Exercise passage.
*-*-*
A sunny outlook from the resort of Kokomo in Fiji.

To help conserve our reefs around Kokomo, we’ve developed the Kokomo Coral Restoration Project which aims to protect coral against climate change.

Specially selected, heat resilient corals are identified and propagated in our six coral nurseries. The corals are grown for six to nine months and then transplanted back onto the Kokomo house reef. The aim is to transplant enough of these corals so that even as water temperatures rise, they will continue to thrive as part of the reef’s ecosystem.

Other conservation projects at the resort include our Kokomo Manta Conservation Project, where we work alongside the Manta Project Fiji, which is an affiliate of the Manta Trust. The project embraces three key initiatives to protect the manta rays in our local waters as best as possible. We carry out identification work which involves photographing the spot patterns on the underside of each manta ray. They’re similar to birth marks and can be used to identify a single ray. These individuals are then logged in the Fiji database. Since Kokomo began collaborating with the Manta Project Fiji, it’s helped increase the database by more than 60%.
*-*-*
Using the Kokomo passage, explain in one to three sentences why the resort grows heat-resilient corals and moves them onto the house reef.

Records.
*-*-*
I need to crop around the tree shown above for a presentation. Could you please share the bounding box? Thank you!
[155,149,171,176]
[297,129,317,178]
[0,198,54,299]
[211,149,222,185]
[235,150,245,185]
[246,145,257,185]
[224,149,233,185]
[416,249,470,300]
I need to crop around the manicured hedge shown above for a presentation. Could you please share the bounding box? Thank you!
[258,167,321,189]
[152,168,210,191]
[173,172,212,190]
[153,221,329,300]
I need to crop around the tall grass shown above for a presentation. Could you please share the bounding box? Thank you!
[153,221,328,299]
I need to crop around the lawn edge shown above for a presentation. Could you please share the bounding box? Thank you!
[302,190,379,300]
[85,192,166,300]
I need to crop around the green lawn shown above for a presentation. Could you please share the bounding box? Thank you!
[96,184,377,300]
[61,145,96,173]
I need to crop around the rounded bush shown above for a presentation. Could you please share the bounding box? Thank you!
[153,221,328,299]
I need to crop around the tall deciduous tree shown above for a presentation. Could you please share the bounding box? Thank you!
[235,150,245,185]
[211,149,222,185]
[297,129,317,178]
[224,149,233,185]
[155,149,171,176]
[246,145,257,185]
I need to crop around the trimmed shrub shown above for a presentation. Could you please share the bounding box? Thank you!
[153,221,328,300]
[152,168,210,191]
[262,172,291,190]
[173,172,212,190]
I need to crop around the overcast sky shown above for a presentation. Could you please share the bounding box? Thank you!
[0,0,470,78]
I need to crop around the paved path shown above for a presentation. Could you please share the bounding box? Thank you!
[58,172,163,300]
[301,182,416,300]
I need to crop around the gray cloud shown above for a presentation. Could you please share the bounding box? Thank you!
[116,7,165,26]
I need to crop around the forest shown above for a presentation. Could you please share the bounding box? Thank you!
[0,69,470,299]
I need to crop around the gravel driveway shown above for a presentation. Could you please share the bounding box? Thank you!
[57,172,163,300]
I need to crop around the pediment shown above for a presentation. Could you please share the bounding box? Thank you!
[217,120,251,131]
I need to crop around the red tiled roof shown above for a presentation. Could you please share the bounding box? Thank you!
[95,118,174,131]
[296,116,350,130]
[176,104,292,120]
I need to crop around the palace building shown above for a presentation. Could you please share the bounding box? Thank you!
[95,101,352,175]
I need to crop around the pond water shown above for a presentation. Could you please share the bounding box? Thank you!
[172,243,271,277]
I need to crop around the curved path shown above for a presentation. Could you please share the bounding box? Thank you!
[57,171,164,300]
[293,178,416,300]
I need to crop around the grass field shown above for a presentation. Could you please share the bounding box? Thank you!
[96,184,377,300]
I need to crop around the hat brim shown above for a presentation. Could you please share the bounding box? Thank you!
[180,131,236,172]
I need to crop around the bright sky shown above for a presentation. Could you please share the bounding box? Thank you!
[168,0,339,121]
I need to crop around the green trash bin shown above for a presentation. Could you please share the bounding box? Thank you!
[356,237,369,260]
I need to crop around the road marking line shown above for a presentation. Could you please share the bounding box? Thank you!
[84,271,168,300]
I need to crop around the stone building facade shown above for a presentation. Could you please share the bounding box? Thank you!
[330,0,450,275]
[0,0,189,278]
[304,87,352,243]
*-*-*
Result of this exercise.
Kokomo grows heat-resilient corals so that enough of them are on the house reef to keep thriving as part of the reef's ecosystem even as water temperatures rise. The work is part of the Kokomo Coral Restoration Project, which aims to protect coral against climate change.